[Collected data]
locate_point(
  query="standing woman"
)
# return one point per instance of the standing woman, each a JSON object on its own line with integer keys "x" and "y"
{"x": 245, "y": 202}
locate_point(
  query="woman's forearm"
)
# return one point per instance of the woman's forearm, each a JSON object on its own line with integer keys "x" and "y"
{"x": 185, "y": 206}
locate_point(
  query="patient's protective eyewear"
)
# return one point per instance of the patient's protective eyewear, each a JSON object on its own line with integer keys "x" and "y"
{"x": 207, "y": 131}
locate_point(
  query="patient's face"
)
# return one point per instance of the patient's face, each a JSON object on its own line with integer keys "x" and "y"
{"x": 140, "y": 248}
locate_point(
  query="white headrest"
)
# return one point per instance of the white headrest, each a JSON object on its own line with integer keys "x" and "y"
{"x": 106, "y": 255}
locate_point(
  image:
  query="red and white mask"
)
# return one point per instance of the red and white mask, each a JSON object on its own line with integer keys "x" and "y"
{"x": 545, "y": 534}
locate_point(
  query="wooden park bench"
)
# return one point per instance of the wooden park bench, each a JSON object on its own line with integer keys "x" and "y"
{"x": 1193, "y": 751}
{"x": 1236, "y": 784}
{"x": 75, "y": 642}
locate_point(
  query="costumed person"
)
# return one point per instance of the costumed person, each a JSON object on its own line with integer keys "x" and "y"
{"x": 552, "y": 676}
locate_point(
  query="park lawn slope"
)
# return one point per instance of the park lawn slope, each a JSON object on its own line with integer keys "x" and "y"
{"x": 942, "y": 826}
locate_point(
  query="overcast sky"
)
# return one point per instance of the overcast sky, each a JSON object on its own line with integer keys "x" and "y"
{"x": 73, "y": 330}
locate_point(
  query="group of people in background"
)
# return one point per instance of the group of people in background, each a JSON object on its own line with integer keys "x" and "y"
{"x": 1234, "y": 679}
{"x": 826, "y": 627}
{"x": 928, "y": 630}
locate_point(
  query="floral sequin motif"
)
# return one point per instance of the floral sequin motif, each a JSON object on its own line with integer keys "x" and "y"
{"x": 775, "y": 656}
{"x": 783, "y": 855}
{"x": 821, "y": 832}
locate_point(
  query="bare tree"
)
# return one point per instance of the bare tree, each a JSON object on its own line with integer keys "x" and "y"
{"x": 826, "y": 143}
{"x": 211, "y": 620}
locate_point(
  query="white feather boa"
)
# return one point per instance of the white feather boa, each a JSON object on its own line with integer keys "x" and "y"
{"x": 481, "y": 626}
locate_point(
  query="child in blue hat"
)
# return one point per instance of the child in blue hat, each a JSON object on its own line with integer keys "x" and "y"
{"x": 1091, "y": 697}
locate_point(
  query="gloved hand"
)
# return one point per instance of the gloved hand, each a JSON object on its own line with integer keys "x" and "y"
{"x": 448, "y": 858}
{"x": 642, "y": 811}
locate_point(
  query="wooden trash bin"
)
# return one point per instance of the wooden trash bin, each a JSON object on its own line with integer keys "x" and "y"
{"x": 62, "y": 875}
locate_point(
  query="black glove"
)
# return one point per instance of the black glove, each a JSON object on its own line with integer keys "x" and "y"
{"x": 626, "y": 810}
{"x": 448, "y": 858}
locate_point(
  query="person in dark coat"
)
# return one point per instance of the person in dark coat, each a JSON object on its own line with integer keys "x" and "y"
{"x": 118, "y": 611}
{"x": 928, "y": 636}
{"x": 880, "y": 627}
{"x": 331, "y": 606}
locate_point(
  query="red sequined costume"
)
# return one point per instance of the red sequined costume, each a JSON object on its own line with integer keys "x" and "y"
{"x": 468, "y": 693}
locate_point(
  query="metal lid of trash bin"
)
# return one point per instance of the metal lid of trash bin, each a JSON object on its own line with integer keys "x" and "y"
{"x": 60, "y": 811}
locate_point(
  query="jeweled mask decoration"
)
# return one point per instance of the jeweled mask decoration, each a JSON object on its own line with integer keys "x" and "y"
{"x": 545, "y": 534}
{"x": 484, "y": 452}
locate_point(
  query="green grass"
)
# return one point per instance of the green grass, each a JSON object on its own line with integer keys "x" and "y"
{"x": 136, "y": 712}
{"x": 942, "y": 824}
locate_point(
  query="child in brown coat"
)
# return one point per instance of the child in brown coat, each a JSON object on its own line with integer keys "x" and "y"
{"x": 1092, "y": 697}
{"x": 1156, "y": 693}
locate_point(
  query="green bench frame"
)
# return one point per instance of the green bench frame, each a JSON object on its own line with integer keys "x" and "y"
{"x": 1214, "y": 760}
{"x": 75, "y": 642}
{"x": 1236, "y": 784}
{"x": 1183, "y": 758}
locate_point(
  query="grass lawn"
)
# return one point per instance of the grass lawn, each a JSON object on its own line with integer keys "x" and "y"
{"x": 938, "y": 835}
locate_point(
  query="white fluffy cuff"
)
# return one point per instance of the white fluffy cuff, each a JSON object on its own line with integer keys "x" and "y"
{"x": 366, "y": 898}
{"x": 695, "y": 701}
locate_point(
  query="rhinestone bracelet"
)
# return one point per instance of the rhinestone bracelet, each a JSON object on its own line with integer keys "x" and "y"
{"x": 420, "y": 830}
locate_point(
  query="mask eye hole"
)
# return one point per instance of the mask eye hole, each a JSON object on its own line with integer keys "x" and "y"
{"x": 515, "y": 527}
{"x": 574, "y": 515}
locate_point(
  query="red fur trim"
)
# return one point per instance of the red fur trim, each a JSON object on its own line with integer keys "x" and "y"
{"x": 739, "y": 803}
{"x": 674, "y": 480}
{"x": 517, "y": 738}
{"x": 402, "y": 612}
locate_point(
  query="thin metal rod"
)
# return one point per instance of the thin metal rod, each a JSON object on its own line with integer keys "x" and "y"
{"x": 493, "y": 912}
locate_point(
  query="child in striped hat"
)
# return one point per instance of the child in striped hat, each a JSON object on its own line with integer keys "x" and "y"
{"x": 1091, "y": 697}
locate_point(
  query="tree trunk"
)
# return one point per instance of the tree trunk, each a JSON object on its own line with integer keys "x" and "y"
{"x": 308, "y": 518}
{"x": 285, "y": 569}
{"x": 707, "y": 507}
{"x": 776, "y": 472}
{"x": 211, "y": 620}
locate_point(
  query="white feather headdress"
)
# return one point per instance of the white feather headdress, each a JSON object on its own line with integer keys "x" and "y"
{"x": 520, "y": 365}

# What to produce
Each entry must be reproduced verbatim.

# Solved exercise
locate_point(
  query="standing woman"
)
# return one point per instance of the standing woman, each a JSON object on its own line with integer keys "x" and "y"
{"x": 245, "y": 202}
locate_point(
  query="woman's forearm"
)
# return one point per instance of the woman's forearm, each a JSON object on its own line with integer keys "x" and "y"
{"x": 185, "y": 206}
locate_point(
  query="patient's protective eyewear"
)
# return one point per instance of the patient's protective eyewear, each a JSON object on its own line with integer keys "x" and "y"
{"x": 207, "y": 131}
locate_point(
  query="patient's face"
)
# return one point per instance of the patient's face, each a JSON object on its own line with integer keys "x" and "y"
{"x": 140, "y": 248}
locate_point(
  query="white headrest"
)
# return one point per instance of the white headrest, each a JSON object on its own line with integer keys "x" and "y"
{"x": 106, "y": 255}
locate_point(
  image:
  query="red and white mask"
)
# return one point per instance of the red and white mask, each a JSON object on its own line with integer keys "x" and "y"
{"x": 545, "y": 534}
locate_point(
  query="wooden park bench"
)
# return one point per instance of the wooden park bench, each a JSON object on its own line with integer keys "x" and "y"
{"x": 1193, "y": 751}
{"x": 1236, "y": 784}
{"x": 75, "y": 642}
locate_point(
  query="costumed person"
)
# return one point per instance of the costumed person, each a JSON object on its own line with integer keys "x" and "y"
{"x": 552, "y": 676}
locate_point(
  query="park lawn slope"
)
# return one point per instance of the park lawn slope, each a JSON object on its own line with integer keys "x" and "y"
{"x": 942, "y": 826}
locate_point(
  query="overcast sky"
)
# return one point per instance of the overcast sky, each a JSON object on its own line with integer keys "x" and "y"
{"x": 73, "y": 330}
locate_point(
  query="group of people in background"
)
# return one point per instance of the group of people in background, each a JSON object on its own line with integer keys "x" and "y"
{"x": 1234, "y": 679}
{"x": 826, "y": 627}
{"x": 928, "y": 630}
locate_point(
  query="floral sequin motif"
)
# return one point per instance of the floral sequin motif, each a JSON object on its own line with integer keys "x" and "y"
{"x": 775, "y": 656}
{"x": 783, "y": 855}
{"x": 821, "y": 832}
locate_point(
  query="bare tree"
)
# return one point per instance of the bare tree, each a JSON object on its own line with integer keys "x" and "y"
{"x": 826, "y": 143}
{"x": 211, "y": 620}
locate_point(
  query="white feather boa"
)
# return one point per instance of the white feather boa, each a JSON object on its own line with integer keys "x" and "y"
{"x": 481, "y": 626}
locate_point(
  query="child in blue hat"
)
# return one point per instance of the child in blue hat, each a JSON object on its own line with integer keys "x" and "y"
{"x": 1091, "y": 697}
locate_point(
  query="gloved hand"
)
# return one point per instance of the gloved hand, each a JSON object on its own line with integer keys "x" and "y"
{"x": 448, "y": 858}
{"x": 642, "y": 811}
locate_point(
  query="wooden trash bin"
)
# return one point per instance of the wooden trash bin, each a JSON object on its own line with integer keys "x" and "y"
{"x": 62, "y": 875}
locate_point(
  query="black glove"
)
# return one point per instance of the black glove, each a JSON object on its own line with integer keys "x" and "y"
{"x": 626, "y": 810}
{"x": 448, "y": 858}
locate_point(
  query="person in dark coat"
)
# return one point per instance of the person in dark coat, each a JSON object on its own line with integer keys "x" and "y"
{"x": 118, "y": 611}
{"x": 928, "y": 636}
{"x": 880, "y": 627}
{"x": 331, "y": 606}
locate_point(
  query="red sequined costume"
)
# return one point per instance of the red sequined costume, each a JSON object on its own line with integer keys "x" and "y"
{"x": 468, "y": 693}
locate_point(
  query="metal lid of trash bin"
)
# return one point per instance of the metal lid of trash bin, each a JSON object on its own line with integer keys "x" and "y"
{"x": 60, "y": 811}
locate_point(
  query="jeweled mask decoration"
)
# return one point per instance of the jeweled mask decoration, each a JSON object on its own line with integer keys "x" and "y"
{"x": 545, "y": 534}
{"x": 484, "y": 452}
locate_point(
  query="green grass"
)
# return one point per instance of the green grass, each a JSON object on its own line with integer keys "x" and "y"
{"x": 136, "y": 712}
{"x": 942, "y": 824}
locate_point(
  query="child in brown coat"
)
# return one point per instance of the child in brown coat, each a JSON object on its own line with integer keys "x" and "y"
{"x": 1092, "y": 697}
{"x": 1156, "y": 693}
locate_point(
  query="green bench frame"
)
# return one point per instance of the green bench frame, each a JSON object on its own line with integer keys "x" and "y"
{"x": 1214, "y": 760}
{"x": 75, "y": 642}
{"x": 1236, "y": 784}
{"x": 1183, "y": 758}
locate_point(
  query="grass lawn"
)
# return one point per instance of the grass lawn, each a JSON object on its own line with integer keys "x" and "y"
{"x": 938, "y": 835}
locate_point(
  query="white fluffy cuff"
)
# return one point per instance of the white fluffy cuff, each a JSON object on its own line with integer keys "x" and "y"
{"x": 366, "y": 898}
{"x": 695, "y": 701}
locate_point(
  query="rhinestone bracelet"
)
# return one point per instance of the rhinestone bracelet, each a JSON object on its own line with integer keys "x" and "y"
{"x": 420, "y": 830}
locate_point(
  query="mask eye hole"
)
# return one point per instance of the mask eye hole, each a JSON object on its own line with integer keys "x" and "y"
{"x": 515, "y": 527}
{"x": 574, "y": 515}
locate_point(
  query="red fur trim"
)
# return one point per instance of the red fur trim, each a JSON object on its own line with integer keys "x" and "y"
{"x": 739, "y": 803}
{"x": 674, "y": 480}
{"x": 517, "y": 738}
{"x": 402, "y": 612}
locate_point(
  query="thin metal rod"
)
# return one point per instance of the thin metal rod, each a JSON object on its own line with integer keys "x" and "y"
{"x": 493, "y": 912}
locate_point(
  query="child in striped hat"
)
# return one point per instance of the child in striped hat, each a JSON object on its own line with integer keys "x" and "y"
{"x": 1091, "y": 697}
locate_point(
  query="tree trunk"
)
# return one point per instance of the tree trunk, each a JSON object on its own line with integer keys "x" and "y"
{"x": 308, "y": 518}
{"x": 285, "y": 569}
{"x": 707, "y": 507}
{"x": 776, "y": 472}
{"x": 211, "y": 620}
locate_point(
  query="white feather headdress"
)
# return one point per instance of the white feather headdress, each a JSON object on its own line with integer keys "x" and "y"
{"x": 520, "y": 365}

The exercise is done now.